— start Entries shown —
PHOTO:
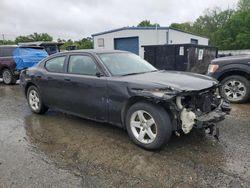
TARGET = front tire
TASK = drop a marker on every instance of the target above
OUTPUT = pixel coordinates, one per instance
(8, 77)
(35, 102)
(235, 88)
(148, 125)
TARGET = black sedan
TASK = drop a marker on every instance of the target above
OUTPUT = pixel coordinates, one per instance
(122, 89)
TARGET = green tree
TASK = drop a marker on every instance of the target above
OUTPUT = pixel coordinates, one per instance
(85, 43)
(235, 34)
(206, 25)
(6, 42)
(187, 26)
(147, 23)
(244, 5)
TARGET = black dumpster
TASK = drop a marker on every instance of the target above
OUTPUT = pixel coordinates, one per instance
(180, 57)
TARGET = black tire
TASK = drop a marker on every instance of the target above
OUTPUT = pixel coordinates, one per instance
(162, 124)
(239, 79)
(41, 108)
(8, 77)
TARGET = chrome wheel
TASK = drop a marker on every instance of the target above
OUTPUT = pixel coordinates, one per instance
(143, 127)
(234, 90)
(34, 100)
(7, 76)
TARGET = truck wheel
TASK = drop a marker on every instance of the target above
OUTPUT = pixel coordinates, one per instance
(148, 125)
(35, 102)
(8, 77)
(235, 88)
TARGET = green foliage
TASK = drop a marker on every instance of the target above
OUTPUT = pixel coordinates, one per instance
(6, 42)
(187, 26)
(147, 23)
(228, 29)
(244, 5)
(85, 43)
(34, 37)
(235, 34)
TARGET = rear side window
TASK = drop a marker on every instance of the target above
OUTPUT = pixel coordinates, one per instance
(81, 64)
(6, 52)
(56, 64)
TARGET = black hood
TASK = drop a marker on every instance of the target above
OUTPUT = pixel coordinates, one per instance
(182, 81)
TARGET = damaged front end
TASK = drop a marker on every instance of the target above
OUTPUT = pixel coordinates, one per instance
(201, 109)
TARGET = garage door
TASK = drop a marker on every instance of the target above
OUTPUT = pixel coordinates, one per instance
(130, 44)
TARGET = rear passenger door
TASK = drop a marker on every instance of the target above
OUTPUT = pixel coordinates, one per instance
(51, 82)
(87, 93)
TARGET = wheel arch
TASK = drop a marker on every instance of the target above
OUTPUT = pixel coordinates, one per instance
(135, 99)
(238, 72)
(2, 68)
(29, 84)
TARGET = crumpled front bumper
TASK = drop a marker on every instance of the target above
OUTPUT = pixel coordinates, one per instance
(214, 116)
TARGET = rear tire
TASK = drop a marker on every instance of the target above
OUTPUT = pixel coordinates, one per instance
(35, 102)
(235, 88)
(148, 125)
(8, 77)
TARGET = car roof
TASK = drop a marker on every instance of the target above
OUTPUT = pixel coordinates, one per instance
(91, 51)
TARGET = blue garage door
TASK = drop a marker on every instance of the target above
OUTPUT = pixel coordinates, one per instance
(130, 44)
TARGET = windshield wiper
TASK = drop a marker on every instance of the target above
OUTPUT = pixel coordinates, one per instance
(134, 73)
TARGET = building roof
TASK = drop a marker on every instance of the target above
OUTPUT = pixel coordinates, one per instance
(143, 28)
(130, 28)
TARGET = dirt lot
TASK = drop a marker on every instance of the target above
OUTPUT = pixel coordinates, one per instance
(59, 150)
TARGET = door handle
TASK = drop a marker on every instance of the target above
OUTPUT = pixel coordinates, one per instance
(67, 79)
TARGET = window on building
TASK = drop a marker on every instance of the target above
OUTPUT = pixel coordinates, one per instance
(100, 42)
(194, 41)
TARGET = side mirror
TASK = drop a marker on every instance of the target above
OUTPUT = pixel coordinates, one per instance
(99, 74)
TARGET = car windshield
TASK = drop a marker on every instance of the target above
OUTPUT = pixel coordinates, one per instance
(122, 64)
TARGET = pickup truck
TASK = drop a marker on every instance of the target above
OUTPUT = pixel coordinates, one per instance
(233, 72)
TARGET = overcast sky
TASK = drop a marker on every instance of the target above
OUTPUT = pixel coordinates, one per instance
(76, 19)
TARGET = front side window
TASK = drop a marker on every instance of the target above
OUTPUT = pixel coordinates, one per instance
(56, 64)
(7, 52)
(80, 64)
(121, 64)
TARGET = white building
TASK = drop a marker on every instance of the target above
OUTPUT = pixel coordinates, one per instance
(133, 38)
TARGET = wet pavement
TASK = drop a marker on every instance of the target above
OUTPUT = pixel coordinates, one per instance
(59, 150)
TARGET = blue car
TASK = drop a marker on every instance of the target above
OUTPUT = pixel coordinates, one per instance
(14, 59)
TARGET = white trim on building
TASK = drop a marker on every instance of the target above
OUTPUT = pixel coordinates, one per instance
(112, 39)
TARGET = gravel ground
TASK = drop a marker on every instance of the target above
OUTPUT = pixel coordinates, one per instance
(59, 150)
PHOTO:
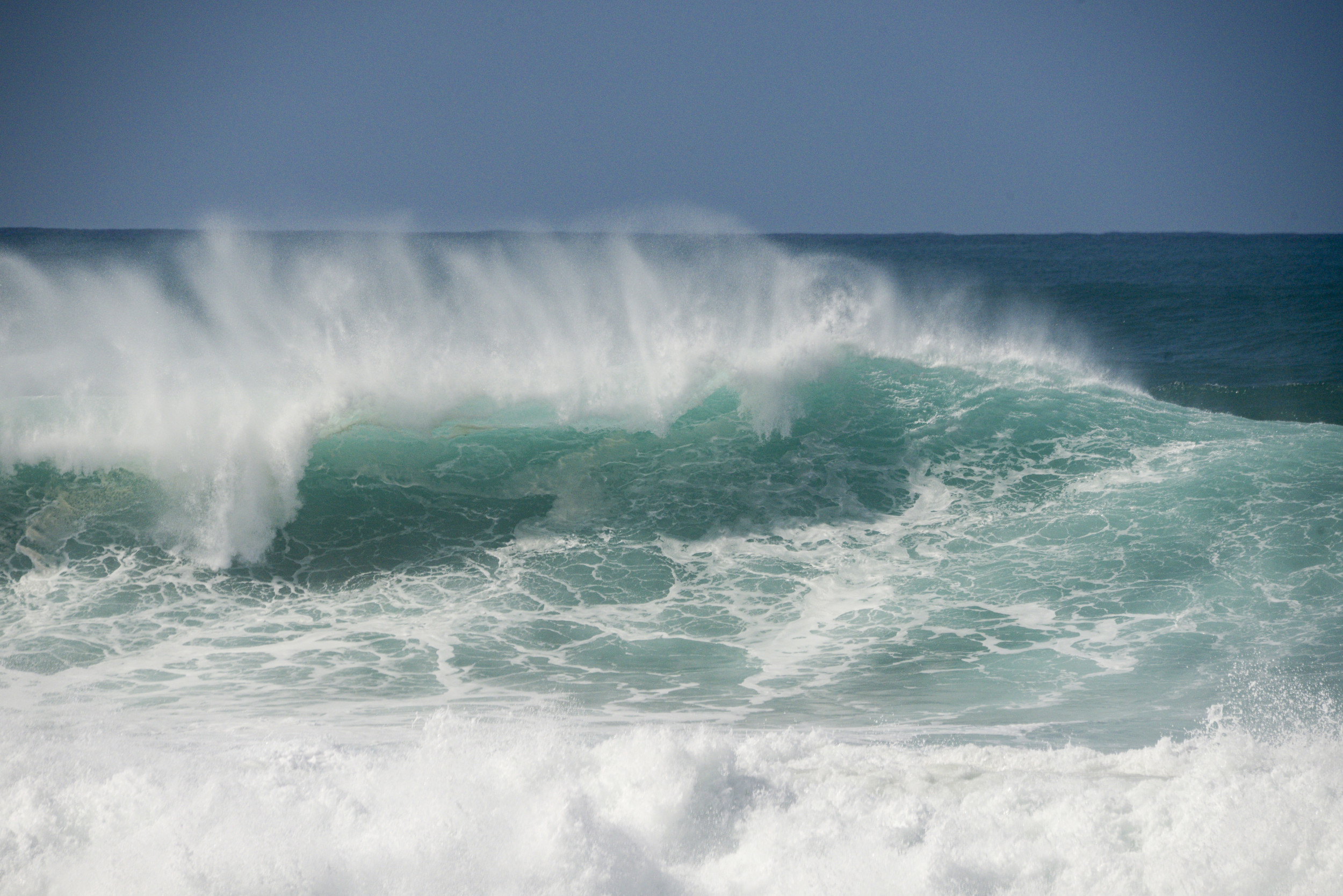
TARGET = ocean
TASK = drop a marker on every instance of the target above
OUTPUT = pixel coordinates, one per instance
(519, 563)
— end Entries shown —
Brief: Reproduce the material above in full and without alteration, but skip all pictures.

Written response:
PHOTO:
TARGET = front tire
TASK = drop a marker on every instance of the target above
OUTPUT = pixel coordinates, one per instance
(8, 77)
(35, 102)
(235, 88)
(148, 125)
TARGET = black sedan
TASK = drop a marker on every instance of the target above
OUTPUT = pixel coordinates, one per instance
(122, 89)
TARGET = green tree
TASK = drop a marker on every instance of the target above
OUTPUT = pixel coordinates, one per instance
(85, 43)
(235, 34)
(206, 25)
(6, 42)
(187, 26)
(147, 23)
(244, 5)
TARGET = black dumpster
TASK = drop a marker on every instance of the target above
OUTPUT = pixel coordinates, one per instance
(180, 57)
TARGET = black tire
TASK = drop a marker on every instance of the target above
OUTPUT = pixel coordinates, one per instance
(162, 124)
(239, 79)
(41, 108)
(8, 77)
TARGET = chrome wheel
TASK = drop a marker on every instance of the target above
OUTPUT = pixel coordinates, one per instance
(143, 127)
(234, 90)
(34, 100)
(7, 76)
TARGET = truck wheel
TASK = drop a marker on every instance of the target above
OUTPUT = pixel coordinates, one per instance
(148, 125)
(35, 102)
(8, 77)
(235, 88)
TARGET = green foliage
TASK = drop a marker on every instance of the target above
OUTPUT = pixel coordinates, one per instance
(6, 42)
(187, 26)
(147, 23)
(228, 29)
(244, 5)
(85, 43)
(34, 37)
(235, 34)
TARGET = rear side window
TASK = drop a marker on every instance of the target above
OUTPUT = pixel coordinates, one per instance
(81, 64)
(6, 52)
(56, 64)
TARGET = black hood
TASK = drop a marker on every instance of the target above
OUTPUT = pixel coordinates, one per instance
(182, 81)
TARGET = damaged front end
TASK = drop a marker on every instance of the target above
OUTPUT = pixel coordinates, one per instance
(201, 109)
TARGET = garage door
TASK = drop a marker on every instance of the target above
OUTPUT = pixel coordinates, one per instance
(130, 44)
TARGET = rear passenger door
TASK = drop a marker on every instance of the target above
OUTPUT = pixel coordinates, one per instance
(51, 82)
(87, 93)
TARGET = wheel arch
TASK = drop a marker on every instance of the target above
OUTPUT = pixel coordinates, one per instance
(135, 99)
(238, 72)
(2, 68)
(29, 84)
TARGET = crumpled front bumper
TASK = drop a marker on every instance of the target above
OUTPUT = pixel coordinates, one per instance
(214, 116)
TARGET = rear tire
TASK = drop a marker on every instance of the target above
OUTPUT = pixel coordinates, one per instance
(35, 102)
(235, 88)
(148, 125)
(8, 77)
TARGET = car roof
TASK = drop a marker on every instance of the target above
OUTPUT = pixel coordinates, one per instance
(91, 51)
TARGET = blue garage door
TASK = drop a marker on every instance of the target above
OUTPUT = pixel coordinates, one per instance
(130, 44)
TARGET = windshield wiper
TASK = drop a marker on every instance of the target above
OUTPUT = pixel coordinates, one per instance
(134, 73)
TARGET = building roof
TASK = drop a marker on every instance of the target above
OUTPUT = pixel coordinates, one per instance
(143, 28)
(130, 28)
TARGET = dirt lot
TASK = drop a marker on every instance of the target above
OUTPUT = pixel coordinates, one per instance
(59, 150)
TARGET = door handle
TASK = drop a marker on every instance of the target above
OUTPUT = pixel coordinates, one per instance
(67, 79)
TARGET = window on building
TASK = drop a marker on every instance of the target above
OUTPUT = pixel coordinates, one per instance
(100, 42)
(194, 41)
TARGET = side mirror
TASK = drop a marker on every instance of the target above
OUTPUT = pixel coordinates, one per instance
(99, 74)
TARGET = car windshield
TASK = drop a marker on every instance of the target above
OUTPUT = pixel coordinates, one per instance
(122, 64)
TARGET = pickup truck
TASK = drop a marker on every instance of the target above
OUTPUT = pixel coordinates, one per instance
(233, 72)
TARGET = overcast sky
TASK = drop a marker on every instance of the target above
OUTPUT = pixel coordinates, one per instance
(76, 19)
TARGET = front side window
TASK = drop a marker on every instance of the target above
OUTPUT = pixel coordinates, one per instance
(56, 64)
(7, 52)
(80, 64)
(121, 64)
TARGET = white building
TASK = drop a marker on every instance of the target above
OUTPUT = pixel coordinates, one per instance
(133, 38)
TARGET = wet pavement
TASK = drop a marker on every instance of the target above
OUTPUT = pixel coordinates, one per instance
(59, 150)
TARGET = blue car
TASK = drop a marker on every instance of the target above
OUTPUT = pixel coordinates, one per instance
(14, 59)
TARGET = white trim on building
TASK = drop a marker on every instance of the target above
OUTPUT = pixel coordinates, one per instance
(112, 39)
TARGET = gravel ground
TASK = drop a marker on every instance of the target above
OUTPUT = pixel coordinates, one per instance
(59, 150)
PHOTO:
TARGET = ocean
TASK = drop a marker on every instance of the target above
OUTPUT = pixel coordinates, one per instance
(519, 563)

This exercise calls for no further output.